WRITTEN TASK 1 ->
Answer these questions using the article on card tokenization.
(a) On what date would the tokenization of debit and credit card details commence?
(b) How many tokens have been created so far?
(c) What share of online card transactions was already tokenized?
WRITTEN TASK 2 ->
According to the article on card tokenization, at which places in a casino can money be exchanged for tokens? List all of them.

DOCUMENT TEXT ->
## Start
At the interaction with the media after the last monetary policy in September, Reserve Bank of India (RBI) Deputy Governor T Rabi Shankar said the much-awaited tokenisation of debit and credit card details would commence on October 1 “even though there may be laggards unwilling to comply with the regulations”.
According to Shankar, 350 million tokens have so far been created, and 40 per cent of the online card transactions, valued at about Rs63,000 crore, were already tokenised.
What is tokenisation? Why do we need this?
In a casino, money is exchanged for tokens at the casino cage, the gaming tables, or at a cashier station. The tokens are interchangeable with money at the casino and have no value outside of the casino even though the cabbies and waiters in gambling towns may accept them as tips.
This is a different token.
When we buy anything online, using our credit and debit cards, we have two choices. One, we key in all details on the merchant’s web platform each time we buy things without storing our card details. Two, we save the card details and allow them to store it.
## End
Object location annotation data:
## Start
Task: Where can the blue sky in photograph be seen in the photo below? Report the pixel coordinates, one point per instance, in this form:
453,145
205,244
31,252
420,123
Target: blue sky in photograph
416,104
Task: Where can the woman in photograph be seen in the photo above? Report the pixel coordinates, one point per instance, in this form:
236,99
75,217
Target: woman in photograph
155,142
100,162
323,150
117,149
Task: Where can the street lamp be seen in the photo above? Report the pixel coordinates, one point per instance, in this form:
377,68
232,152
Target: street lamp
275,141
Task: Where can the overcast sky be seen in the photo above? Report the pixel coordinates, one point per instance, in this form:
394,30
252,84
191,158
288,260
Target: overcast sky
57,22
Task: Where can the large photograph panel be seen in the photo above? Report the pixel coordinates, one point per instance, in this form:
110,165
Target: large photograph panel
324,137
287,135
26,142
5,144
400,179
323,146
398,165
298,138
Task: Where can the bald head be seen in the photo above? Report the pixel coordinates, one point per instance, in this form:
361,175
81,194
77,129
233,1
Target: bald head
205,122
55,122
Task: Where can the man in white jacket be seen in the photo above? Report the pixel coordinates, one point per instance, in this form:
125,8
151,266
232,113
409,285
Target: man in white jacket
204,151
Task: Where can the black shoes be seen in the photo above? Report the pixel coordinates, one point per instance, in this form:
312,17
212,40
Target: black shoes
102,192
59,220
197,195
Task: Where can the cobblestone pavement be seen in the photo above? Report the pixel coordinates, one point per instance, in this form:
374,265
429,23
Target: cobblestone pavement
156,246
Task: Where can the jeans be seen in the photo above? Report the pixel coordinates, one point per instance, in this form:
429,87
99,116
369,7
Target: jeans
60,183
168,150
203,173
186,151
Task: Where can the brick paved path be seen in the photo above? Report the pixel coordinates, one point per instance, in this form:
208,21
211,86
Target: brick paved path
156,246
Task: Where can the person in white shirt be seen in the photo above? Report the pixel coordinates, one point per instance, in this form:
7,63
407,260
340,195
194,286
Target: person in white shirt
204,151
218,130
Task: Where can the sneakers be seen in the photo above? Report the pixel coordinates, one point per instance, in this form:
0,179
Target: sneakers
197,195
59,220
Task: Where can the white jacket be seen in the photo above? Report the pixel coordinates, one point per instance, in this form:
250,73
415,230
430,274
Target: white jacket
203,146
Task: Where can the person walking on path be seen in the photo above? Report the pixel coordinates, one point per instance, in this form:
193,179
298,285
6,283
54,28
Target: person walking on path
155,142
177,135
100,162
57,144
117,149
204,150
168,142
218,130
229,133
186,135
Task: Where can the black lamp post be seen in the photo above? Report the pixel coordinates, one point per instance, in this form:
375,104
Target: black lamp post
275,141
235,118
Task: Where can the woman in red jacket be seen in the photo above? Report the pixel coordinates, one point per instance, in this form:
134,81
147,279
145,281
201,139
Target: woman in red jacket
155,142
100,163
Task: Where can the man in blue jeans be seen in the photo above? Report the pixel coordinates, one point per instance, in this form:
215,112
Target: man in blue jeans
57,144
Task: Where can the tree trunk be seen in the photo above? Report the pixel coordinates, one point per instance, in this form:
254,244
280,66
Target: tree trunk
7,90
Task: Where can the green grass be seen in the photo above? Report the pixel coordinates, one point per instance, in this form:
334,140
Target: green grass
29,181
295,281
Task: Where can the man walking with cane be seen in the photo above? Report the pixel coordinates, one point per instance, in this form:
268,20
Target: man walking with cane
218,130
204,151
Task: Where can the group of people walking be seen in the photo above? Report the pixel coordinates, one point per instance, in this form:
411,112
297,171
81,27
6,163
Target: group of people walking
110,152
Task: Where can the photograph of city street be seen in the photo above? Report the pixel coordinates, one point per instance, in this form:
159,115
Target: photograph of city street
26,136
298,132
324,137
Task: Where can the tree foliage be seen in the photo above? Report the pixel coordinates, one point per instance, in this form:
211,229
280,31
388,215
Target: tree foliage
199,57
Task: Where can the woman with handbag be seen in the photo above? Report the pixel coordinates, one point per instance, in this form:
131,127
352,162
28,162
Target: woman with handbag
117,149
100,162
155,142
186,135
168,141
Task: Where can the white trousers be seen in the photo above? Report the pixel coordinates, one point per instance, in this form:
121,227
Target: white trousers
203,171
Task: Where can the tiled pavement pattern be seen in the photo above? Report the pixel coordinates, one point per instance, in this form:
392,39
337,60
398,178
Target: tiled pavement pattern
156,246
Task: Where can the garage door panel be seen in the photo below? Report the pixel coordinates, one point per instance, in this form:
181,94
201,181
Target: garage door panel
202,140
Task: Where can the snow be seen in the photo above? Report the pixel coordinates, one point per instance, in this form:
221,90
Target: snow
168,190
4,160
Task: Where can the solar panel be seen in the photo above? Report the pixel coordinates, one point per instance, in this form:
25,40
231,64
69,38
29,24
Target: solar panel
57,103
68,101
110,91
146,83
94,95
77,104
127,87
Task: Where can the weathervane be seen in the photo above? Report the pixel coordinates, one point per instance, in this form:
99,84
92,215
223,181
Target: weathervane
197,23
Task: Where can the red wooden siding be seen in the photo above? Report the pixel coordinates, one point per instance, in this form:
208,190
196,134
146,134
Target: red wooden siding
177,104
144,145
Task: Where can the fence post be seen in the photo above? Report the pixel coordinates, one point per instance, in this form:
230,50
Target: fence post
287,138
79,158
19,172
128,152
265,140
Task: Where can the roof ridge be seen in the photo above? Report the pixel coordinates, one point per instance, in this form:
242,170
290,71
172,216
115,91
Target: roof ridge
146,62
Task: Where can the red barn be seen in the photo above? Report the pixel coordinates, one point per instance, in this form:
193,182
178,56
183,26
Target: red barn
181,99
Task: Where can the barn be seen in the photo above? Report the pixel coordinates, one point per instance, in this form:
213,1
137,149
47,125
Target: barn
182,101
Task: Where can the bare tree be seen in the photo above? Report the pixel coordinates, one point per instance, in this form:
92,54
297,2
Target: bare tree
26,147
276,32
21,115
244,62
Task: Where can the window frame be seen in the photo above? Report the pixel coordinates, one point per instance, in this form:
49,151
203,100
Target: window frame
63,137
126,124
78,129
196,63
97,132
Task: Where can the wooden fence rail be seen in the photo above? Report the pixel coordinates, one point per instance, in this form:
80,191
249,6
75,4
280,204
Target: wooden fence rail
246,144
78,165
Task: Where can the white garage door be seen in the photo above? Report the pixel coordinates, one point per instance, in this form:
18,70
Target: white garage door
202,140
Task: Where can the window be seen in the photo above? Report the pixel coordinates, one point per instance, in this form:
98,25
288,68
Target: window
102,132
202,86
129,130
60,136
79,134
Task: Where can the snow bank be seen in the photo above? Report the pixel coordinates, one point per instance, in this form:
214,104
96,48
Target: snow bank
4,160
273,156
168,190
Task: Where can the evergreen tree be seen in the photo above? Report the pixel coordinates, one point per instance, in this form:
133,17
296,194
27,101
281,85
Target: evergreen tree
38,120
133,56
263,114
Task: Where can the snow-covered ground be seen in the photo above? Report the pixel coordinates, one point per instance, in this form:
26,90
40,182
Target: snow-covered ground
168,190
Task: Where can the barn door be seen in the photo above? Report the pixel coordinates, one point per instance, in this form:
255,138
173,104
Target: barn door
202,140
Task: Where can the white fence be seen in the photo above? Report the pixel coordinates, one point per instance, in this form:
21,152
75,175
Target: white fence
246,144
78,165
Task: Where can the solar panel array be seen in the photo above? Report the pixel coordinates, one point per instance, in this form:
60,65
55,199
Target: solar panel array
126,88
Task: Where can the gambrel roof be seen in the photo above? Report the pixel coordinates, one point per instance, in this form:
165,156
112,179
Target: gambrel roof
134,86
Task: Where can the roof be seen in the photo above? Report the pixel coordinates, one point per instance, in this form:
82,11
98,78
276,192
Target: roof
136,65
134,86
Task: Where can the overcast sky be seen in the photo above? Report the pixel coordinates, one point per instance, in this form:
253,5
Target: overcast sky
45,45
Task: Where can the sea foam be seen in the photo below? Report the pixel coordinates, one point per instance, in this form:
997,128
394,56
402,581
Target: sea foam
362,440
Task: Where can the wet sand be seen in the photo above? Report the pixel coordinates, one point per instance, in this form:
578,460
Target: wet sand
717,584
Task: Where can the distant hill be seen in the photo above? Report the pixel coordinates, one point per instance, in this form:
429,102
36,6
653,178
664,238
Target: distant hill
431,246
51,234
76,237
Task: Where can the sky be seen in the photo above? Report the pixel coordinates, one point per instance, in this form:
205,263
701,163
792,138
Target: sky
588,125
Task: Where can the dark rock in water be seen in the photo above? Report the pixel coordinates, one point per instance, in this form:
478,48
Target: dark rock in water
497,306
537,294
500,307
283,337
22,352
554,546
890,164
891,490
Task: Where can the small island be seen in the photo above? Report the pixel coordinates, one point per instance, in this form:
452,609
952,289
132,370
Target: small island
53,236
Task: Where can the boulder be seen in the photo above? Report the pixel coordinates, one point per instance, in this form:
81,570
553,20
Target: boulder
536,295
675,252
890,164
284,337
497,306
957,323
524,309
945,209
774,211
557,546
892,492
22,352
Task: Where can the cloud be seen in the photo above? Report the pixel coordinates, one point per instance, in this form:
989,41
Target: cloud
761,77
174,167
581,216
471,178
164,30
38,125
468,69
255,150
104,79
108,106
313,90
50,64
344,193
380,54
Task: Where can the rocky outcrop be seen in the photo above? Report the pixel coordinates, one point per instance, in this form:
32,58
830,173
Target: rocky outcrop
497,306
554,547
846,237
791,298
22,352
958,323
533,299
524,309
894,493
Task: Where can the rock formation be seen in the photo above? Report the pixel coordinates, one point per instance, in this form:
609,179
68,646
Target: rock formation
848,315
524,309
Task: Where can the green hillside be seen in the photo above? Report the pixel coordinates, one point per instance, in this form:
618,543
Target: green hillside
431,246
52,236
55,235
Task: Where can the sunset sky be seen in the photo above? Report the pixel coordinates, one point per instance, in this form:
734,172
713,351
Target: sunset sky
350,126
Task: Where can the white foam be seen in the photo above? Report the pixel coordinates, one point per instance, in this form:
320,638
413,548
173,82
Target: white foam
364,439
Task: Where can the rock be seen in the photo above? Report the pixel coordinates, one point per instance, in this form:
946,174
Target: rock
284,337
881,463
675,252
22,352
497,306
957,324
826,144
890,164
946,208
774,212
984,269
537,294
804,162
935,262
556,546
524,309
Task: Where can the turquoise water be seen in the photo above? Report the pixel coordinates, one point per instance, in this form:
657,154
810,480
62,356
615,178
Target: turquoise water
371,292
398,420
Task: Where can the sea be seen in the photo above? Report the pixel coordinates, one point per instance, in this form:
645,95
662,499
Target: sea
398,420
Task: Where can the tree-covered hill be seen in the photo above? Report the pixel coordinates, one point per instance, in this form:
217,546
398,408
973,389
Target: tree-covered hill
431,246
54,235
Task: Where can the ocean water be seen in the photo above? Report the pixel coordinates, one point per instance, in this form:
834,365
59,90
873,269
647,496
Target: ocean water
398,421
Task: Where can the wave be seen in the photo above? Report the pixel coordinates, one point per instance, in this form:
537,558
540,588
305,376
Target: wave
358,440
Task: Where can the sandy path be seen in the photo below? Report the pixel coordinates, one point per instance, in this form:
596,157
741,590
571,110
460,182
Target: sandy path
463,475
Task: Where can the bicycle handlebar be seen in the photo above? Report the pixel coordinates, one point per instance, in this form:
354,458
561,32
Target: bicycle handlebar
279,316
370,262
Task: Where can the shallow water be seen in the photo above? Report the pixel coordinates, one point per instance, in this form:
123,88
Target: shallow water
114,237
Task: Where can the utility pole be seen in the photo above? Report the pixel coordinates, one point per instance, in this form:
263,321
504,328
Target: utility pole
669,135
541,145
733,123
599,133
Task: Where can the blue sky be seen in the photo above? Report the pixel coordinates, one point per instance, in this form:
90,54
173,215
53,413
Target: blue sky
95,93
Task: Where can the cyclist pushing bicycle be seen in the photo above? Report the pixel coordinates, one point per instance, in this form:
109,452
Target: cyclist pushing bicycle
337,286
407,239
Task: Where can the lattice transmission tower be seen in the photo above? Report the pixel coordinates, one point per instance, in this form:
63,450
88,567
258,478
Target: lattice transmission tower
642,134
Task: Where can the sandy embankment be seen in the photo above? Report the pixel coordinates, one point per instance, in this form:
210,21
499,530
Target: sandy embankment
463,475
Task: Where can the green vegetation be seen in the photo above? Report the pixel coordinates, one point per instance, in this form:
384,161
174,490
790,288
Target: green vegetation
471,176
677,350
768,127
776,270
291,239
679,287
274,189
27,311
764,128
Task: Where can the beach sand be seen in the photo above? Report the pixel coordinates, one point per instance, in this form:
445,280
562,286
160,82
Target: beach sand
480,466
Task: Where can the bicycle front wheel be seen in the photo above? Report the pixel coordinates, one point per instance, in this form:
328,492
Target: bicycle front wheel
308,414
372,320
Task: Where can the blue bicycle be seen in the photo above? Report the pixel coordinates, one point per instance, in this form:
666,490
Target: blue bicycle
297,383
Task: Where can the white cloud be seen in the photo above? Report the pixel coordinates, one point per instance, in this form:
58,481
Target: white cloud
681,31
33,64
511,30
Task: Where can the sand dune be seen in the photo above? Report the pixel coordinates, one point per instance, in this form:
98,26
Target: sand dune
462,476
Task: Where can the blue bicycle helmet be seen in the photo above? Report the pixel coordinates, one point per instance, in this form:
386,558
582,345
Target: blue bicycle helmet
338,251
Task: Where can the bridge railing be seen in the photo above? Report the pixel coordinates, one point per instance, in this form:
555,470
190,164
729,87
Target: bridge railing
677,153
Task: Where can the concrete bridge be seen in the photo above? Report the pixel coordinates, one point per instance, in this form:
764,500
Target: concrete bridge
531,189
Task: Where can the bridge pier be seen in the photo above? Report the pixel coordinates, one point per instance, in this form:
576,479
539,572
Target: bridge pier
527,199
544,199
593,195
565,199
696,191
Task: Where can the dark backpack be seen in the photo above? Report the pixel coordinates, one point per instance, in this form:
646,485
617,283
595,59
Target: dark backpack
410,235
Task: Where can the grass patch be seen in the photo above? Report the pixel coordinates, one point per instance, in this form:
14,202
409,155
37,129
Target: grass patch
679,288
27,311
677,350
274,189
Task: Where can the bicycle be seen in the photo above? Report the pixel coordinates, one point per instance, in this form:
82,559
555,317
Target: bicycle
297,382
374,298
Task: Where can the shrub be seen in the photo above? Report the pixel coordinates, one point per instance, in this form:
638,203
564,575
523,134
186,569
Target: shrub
## End
WORKED ANSWER 1 ->
(a) October 1
(b) 350 million
(c) 40 percent

WORKED ANSWER 2 ->
- The casino cage
- The gaming tables
- A cashier station